Please answer from the passage on Rotliegend sandstone testing: at what temperature, and for how long, were the core plugs dried?

EXCERPT PROVIDED:
— Start —
The samples of rock material representing Rotliegend sandstone from the Poznan Trough, Poland (a tight-type formation) were used for tests. The analyzed cores represent aeolian sandstones originating from a deposit situated in the top part of upper Rotliegend sediments belonging to a Permian–Mesozoic structural unit. Numerous natural fractures occur within Rotliegend rocks. The medium which saturates the sandstones is a nitrogen-rich natural gas with a methane content of approximately 75–80 vol.%, lacking gasoline, with a high carbon dioxide content and with no hydrogen sulphide.
The preparation of samples involved the cutting of cylindrical core plugs, 3.8 cm in diameter and approximately 2.5 cm high. Core plugs were dried at a temperature of 105 °C for 24 hours. After drying and cooling the cores, the gas permeability coefficient was determined for each of them using a DGP-100 apparatus, (EPS, UK), along with the effective porosity coefficient measured by means of an HGP-100 (EPS, UK) helium porosimeter. Measurements of the fracturing fluids rheological parameters were made using a pipe rheometer with a foam generator, and measurements of leakoff coefficients were made by means of combining a pipe rheometer with a leak-off chamber and an HPLC pump (Sykam, GE).
— End —
SUPPLIED INFORMATION:
— Start —
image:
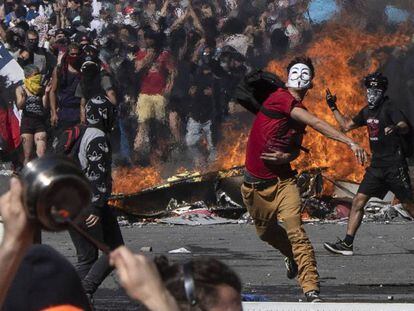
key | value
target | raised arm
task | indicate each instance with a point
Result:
(346, 123)
(53, 98)
(20, 97)
(302, 115)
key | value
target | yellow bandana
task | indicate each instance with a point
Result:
(34, 84)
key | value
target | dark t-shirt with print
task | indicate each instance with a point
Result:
(271, 134)
(386, 149)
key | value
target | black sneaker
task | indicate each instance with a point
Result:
(313, 296)
(339, 247)
(91, 301)
(291, 267)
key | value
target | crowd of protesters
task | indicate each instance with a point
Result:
(170, 67)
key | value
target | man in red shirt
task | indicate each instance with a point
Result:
(157, 73)
(269, 190)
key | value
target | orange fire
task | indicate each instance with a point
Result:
(342, 57)
(131, 180)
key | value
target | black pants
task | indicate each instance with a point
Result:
(379, 180)
(91, 268)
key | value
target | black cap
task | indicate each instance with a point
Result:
(376, 80)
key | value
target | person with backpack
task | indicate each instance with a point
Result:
(92, 150)
(388, 132)
(64, 105)
(32, 99)
(269, 190)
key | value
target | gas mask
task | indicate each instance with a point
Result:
(374, 97)
(32, 45)
(300, 77)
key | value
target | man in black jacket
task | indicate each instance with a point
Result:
(388, 170)
(94, 155)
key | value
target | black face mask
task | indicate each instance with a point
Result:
(32, 45)
(61, 41)
(23, 62)
(89, 72)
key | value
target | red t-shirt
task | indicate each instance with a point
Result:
(154, 81)
(267, 135)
— End —
OUTPUT:
At 105 °C for 24 hours.